*INSTRUCTIONS FOR THE TASK*.
Line by line, return the material below exactly as it reads.

□ □ □ □ □ □ □

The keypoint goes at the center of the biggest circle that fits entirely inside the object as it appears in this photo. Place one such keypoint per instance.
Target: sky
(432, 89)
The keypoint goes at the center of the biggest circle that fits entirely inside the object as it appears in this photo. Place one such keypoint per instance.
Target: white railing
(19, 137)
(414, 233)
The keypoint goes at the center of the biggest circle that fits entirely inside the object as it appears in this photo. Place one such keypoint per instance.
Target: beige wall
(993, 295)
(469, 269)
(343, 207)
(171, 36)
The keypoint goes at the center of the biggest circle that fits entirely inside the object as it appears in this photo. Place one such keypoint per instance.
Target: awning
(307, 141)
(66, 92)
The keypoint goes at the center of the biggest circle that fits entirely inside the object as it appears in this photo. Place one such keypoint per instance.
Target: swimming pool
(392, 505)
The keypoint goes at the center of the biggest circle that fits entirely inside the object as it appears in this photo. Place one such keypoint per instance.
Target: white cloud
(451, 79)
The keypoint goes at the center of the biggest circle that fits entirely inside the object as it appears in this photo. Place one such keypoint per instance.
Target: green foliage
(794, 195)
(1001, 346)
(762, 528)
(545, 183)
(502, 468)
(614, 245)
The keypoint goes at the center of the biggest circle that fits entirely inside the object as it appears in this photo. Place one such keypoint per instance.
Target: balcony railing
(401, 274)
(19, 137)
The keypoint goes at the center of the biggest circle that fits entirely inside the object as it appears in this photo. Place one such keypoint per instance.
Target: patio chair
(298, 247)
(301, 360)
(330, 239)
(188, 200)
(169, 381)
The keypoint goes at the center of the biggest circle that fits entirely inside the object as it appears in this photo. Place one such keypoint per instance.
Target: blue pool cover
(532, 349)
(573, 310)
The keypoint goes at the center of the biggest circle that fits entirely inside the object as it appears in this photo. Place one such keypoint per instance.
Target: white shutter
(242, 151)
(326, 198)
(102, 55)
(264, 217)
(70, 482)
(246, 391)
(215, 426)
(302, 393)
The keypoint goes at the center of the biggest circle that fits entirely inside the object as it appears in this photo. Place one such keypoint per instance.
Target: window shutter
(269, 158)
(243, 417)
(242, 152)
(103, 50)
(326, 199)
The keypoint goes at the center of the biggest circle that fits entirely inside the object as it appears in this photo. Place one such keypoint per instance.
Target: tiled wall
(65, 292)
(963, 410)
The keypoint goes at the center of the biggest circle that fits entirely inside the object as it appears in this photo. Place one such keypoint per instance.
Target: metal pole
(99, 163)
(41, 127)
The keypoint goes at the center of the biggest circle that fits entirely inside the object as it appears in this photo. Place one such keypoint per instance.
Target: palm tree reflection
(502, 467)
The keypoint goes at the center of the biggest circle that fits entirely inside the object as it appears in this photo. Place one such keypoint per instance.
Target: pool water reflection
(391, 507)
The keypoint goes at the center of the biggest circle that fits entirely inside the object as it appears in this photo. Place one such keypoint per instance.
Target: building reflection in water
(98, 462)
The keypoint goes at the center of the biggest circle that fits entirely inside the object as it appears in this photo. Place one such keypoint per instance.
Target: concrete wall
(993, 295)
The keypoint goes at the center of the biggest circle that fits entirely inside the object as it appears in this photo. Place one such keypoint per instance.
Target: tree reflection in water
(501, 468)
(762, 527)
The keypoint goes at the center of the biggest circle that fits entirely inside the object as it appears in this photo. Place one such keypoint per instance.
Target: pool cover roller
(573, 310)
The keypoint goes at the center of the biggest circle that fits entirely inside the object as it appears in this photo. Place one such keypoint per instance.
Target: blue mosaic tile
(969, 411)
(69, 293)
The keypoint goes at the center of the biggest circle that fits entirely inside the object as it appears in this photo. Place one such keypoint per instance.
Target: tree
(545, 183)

□ □ □ □ □ □ □

*TASK SOLUTION*.
The keypoint goes at the center of the biggest circle that fits entirely inside the object as it appears in this photo. Place one such keypoint per instance.
Target: sky
(432, 89)
The keypoint goes at the center of the biggest circle that fits entirely inside the object as it appears in this photo. Place one such keypoint per instance.
Target: white railing
(19, 137)
(414, 233)
The keypoint goes at the center of the biggest circle that fits entirely inside the object as it appears in this photo. Place one such keypoint per instance.
Target: beige wall
(993, 295)
(469, 269)
(343, 207)
(171, 36)
The keypoint goes at the center of the biggest circle that fits entirely inside the object as it appears in this photo. Place one such keypoint per instance.
Target: awning
(307, 141)
(66, 92)
The keypoint goes at the center of the biggest circle that fits entirely inside the object as it appears in this photo. Place one such keypoint per instance.
Target: swimming pool
(392, 505)
The keypoint goes at the center of the biggest circle that fits entirely inside the object as it appears in this photo. Place one such keypoint per instance.
Target: white cloud
(451, 79)
The keypoint goes at the center of the biggest circle that fits entirely inside the object as it appears in this photo. Place one such keypoint per instance.
Target: green foliage
(794, 195)
(1001, 346)
(762, 528)
(545, 183)
(502, 468)
(614, 245)
The keypoint goes at the center of the biggest circle that fits entirely inside the object as it appears in this photo. Place one such keypoint per instance.
Target: balcony railing
(401, 274)
(19, 137)
The keypoint goes at the center of the biggest circle that fits entirely inside the object as it appears in this photo. Place one such keypoint per instance.
Target: patio chair
(298, 247)
(301, 360)
(330, 239)
(188, 200)
(169, 381)
The keypoint goes at the center of the biggest circle that fits entirely inside the object as it appears in this photo. Place one such keypoint per instance.
Target: blue pool cover
(532, 349)
(573, 310)
The keypoint goes at the center of the biggest circle that fits entirely inside the object as it appears in this photo. Place one such keypoint per instance.
Target: white shutter
(242, 151)
(326, 198)
(102, 55)
(264, 217)
(70, 482)
(246, 391)
(215, 426)
(302, 393)
The keypoint goes at the center of the biggest circle that fits entirely inside the object as it appears in this photo. Place one such keypoint per instance.
Target: window shutter
(269, 158)
(243, 417)
(242, 152)
(103, 50)
(326, 199)
The keypoint goes at the center of the biggest circle that fits entirely inside the object as it appears in this photo. Place one such keypoint per instance.
Target: tiled wall
(65, 292)
(963, 410)
The keypoint goes at the center of the biggest circle that fits entirely inside the object as it appears in this photo. Place one such keypoint per instance.
Target: metal pole
(99, 163)
(41, 127)
The keypoint goes at the center of the biggest circle that fits entirely inside the object as it appears in this photo. Place one such keypoint per instance.
Target: palm tree reflection
(502, 467)
The keypoint goes at the center of the biggest circle that fits entirely inside the object as it appears in this photo. Place one such keypoint per instance.
Target: pool water reflection
(391, 507)
The keypoint goes at the center of the biggest circle that fits entirely inside the object as it appears in this photo. Place one such keypoint per instance.
Target: building reflection in water
(98, 462)
The keypoint goes at the center of the biggest circle that fits entirely inside the object as it appears in this photo. Place one such keypoint per instance.
Target: concrete wall
(993, 295)
The keypoint goes at the center of the biggest circle that fits entirely inside the object as it appears in this photo. Place one such keypoint per instance.
Target: tree reflection in water
(501, 468)
(762, 527)
The keypoint goes at the center of the biggest circle that fits entirely inside the object as it appears in this photo. Place one such keypoint per instance.
Target: pool cover roller
(573, 310)
The keypoint goes at the center of the biggest circle that fits entirely inside the object as it appears in this photo. Place one such keypoint per instance.
Target: blue mosaic tile
(969, 411)
(69, 293)
The keypoint goes at the center of the biggest circle that fits entirely inside the object as it appears in this photo. Place one such keypoint per instance.
Target: tree
(545, 183)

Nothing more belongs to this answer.